**Extract to read:**
────────

Single by Tones and I

from the album Welcome to the Madhouse (Japanese Edition)
- Released: 29 May 2020
- Length: 2:53
- Label: Bad Batch; Sony Music; Elektra; Warner Music;
- Songwriter: Toni Watson
- Producers: Tones and I; Steve Mac;

Tones and I singles chronology
| "Bad Child" / "Can't Be Happy All the Time" (2020) | "Ur So F**king Cool" (2020) | "Fly Away" (2020) |

Music video
- "Ur So F**king Cool" on YouTube

= Ur So F**king Cool =

2020 song by Tones and I

"Ur So F**king Cool" (stylized on the album cover as "Ur So F**kInG cOoL", renamed "Ur So Cool" on clean versions) is a song by Australian singer Tones and I. It was released on 29 May 2020 by Bad Batch Records and distributed by Sony Music in Australia and New Zealand and globally by Elektra Records. It was written by Toni Watson (p.k.a. Tones and I).

────────

**Source material:**

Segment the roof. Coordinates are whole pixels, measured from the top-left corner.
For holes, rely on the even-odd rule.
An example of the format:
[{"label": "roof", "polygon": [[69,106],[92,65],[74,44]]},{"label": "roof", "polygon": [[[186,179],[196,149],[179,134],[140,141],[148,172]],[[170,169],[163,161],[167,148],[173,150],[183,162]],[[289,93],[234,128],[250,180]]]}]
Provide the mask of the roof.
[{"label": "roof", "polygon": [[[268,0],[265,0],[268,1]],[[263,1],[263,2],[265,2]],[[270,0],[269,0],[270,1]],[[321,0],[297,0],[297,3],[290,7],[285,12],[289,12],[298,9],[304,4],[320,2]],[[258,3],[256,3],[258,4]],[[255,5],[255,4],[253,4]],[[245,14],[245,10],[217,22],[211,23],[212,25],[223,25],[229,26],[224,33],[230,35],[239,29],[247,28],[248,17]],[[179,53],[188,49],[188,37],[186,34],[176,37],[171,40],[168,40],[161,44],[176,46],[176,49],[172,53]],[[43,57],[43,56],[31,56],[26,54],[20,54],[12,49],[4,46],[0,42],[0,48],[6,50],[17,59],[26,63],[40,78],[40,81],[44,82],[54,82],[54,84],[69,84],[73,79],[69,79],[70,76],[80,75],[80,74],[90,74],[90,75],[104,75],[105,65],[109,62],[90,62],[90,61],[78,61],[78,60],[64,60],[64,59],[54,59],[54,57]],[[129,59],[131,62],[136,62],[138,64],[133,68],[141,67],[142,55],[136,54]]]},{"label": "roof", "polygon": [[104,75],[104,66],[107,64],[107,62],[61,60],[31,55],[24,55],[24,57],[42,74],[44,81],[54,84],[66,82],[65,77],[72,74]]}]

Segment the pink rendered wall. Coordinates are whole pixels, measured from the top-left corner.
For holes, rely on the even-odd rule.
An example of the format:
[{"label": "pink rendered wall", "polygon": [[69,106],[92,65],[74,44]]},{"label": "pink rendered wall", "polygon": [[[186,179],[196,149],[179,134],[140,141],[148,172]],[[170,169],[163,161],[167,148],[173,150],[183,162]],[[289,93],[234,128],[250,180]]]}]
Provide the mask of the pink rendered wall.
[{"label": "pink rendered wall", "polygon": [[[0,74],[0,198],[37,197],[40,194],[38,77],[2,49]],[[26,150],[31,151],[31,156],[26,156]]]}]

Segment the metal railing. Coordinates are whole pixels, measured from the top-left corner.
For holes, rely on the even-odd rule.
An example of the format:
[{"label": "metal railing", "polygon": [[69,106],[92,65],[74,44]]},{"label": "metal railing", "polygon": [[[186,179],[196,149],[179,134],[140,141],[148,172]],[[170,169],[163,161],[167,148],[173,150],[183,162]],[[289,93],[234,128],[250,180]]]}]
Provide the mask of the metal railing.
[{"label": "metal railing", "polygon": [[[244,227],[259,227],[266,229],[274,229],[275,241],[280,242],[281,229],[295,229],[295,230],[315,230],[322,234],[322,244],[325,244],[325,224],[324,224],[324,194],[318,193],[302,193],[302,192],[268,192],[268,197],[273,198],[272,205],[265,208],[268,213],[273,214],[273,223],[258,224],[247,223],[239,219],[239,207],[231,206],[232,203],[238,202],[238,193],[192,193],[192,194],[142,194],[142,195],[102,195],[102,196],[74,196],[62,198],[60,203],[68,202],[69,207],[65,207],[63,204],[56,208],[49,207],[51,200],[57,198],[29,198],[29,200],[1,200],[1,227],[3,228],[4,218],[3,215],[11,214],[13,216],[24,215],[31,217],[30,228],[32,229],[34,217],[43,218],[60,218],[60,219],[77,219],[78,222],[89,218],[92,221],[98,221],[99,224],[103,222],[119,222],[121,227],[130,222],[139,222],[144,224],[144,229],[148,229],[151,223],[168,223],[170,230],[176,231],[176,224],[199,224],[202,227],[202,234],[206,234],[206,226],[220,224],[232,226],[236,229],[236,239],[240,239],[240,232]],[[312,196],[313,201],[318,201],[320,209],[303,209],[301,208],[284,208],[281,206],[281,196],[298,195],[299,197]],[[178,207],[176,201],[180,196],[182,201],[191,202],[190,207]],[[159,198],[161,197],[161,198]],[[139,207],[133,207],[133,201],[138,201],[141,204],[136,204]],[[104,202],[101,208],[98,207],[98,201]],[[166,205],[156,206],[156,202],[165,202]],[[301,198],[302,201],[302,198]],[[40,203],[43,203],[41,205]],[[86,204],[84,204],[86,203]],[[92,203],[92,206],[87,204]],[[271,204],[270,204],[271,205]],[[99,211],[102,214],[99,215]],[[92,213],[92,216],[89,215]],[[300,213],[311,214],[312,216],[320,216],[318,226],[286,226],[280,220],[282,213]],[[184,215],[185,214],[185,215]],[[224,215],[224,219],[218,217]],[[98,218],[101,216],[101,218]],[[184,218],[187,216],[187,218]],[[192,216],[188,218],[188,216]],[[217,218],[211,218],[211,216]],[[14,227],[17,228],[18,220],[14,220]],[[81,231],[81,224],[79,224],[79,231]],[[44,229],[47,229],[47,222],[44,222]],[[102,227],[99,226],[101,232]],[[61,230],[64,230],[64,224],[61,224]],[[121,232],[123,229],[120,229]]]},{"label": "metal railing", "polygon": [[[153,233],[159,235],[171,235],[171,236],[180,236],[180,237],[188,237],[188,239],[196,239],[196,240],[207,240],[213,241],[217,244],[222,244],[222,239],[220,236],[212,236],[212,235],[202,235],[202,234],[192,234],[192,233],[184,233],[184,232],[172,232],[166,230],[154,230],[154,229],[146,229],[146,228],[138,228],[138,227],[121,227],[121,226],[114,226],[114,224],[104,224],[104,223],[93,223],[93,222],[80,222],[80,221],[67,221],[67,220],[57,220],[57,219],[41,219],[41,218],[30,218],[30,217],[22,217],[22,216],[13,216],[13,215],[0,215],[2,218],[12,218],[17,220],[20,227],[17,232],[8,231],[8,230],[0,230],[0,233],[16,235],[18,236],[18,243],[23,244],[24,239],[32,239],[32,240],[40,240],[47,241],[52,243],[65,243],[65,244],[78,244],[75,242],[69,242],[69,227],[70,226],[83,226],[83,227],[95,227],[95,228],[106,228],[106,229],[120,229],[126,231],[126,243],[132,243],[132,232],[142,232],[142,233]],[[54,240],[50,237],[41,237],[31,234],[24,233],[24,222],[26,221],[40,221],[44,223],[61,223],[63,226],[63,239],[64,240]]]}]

────────

**Task requirements:**
1 - Duplicate the passage about the song from "Tones and I singles" up to and including "Tones and I).".
2 - Pick out every line of the rows that contains the string "Provide", and copy each such line in full.
The rows are unrelated to the passage about the song.

**Task results:**
1 -
Tones and I singles chronology
| "Bad Child" / "Can't Be Happy All the Time" (2020) | "Ur So F**king Cool" (2020) | "Fly Away" (2020) |

Music video
- "Ur So F**king Cool" on YouTube

= Ur So F**king Cool =

2020 song by Tones and I

"Ur So F**king Cool" (stylized on the album cover as "Ur So F**kInG cOoL", renamed "Ur So Cool" on clean versions) is a song by Australian singer Tones and I. It was released on 29 May 2020 by Bad Batch Records and distributed by Sony Music in Australia and New Zealand and globally by Elektra Records. It was written by Toni Watson (p.k.a. Tones and I).

2 -
Provide the mask of the roof.
Provide the mask of the pink rendered wall.
Provide the mask of the metal railing.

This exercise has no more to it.